→ PASSAGE TO READ
--------------------------------------------------

You're not going insane. It's remarkable in 2020 how it seems no-one is aware of the huge difference in battery life that drives will give you on your laptop, regardless of them having low power states available. The controller and the type of NAND used will both have a massive impact on how much power the drive draws.

This is a massive list of different SSDs and their respective battery life in laptops as reviewed by Chris Ramsayer for Tweaktown: https://www.tweaktown.com/articles/8856/best-ssds-notebooks-two-year-study/index3.html

As you can see, with a roughly 7 hour top score, the difference between average drives is about an hour, and to the very worst drives can be as much as two. When you stretch that out to a laptop that has a battery life of 12 hours, that difference can be pretty huge. And those tests are performed with continuous usage. If the drive has certain weaknesses in terms of returning to its' low power state when your laptop is idle, then you could be looking at your battery life being utterly decimated.

--------------------------------------------------

→ Rows from a dataset
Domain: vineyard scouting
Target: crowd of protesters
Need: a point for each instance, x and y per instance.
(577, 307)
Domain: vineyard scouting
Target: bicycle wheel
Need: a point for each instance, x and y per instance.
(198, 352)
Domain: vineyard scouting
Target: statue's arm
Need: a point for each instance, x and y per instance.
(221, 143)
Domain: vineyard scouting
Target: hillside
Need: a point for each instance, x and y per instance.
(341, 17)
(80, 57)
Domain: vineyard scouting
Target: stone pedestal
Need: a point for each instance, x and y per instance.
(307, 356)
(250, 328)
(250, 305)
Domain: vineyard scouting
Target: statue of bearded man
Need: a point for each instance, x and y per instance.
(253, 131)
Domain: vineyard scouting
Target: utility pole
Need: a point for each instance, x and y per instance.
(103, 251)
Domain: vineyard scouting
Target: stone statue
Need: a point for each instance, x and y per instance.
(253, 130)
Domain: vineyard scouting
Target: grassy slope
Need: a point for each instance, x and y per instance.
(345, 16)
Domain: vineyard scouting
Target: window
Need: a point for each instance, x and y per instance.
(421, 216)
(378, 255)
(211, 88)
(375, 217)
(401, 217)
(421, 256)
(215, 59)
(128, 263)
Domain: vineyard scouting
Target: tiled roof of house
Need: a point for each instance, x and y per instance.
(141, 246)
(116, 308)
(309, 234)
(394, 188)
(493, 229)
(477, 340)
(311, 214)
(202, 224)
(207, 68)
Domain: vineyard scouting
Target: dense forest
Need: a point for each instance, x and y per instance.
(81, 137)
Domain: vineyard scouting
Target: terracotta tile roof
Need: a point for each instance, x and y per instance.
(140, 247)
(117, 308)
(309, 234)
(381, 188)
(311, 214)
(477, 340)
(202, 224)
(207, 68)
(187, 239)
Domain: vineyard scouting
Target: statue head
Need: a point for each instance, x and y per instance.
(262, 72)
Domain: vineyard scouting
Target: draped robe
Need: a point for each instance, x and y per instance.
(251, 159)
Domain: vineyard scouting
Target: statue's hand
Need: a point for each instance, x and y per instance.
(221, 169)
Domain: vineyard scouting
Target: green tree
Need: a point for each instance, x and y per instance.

--------------------------------------------------

→ THINGS TO DO
- A) In the post on SSD battery life, start with "You're not going" and go on through "the drive draws.", then write that stretch again with "controller" swapped for "firmware".
- B) Answer these questions about the post on SSD battery life:
(i) Which two things does it say will have a massive impact on how much power a drive draws?
(ii) Who reviewed the SSDs in the list, and for which site?
(iii) Roughly what was the top battery life score?
You won't need the entries for any of this.

→ TASK ANSWERS
- A)
You're not going insane. It's remarkable in 2020 how it seems no-one is aware of the huge difference in battery life that drives will give you on your laptop, regardless of them having low power states available. The firmware and the type of NAND used will both have a massive impact on how much power the drive draws.

- B)
(i) The controller and the type of NAND used.
(ii) Chris Ramsayer, for Tweaktown.
(iii) About 7 hours.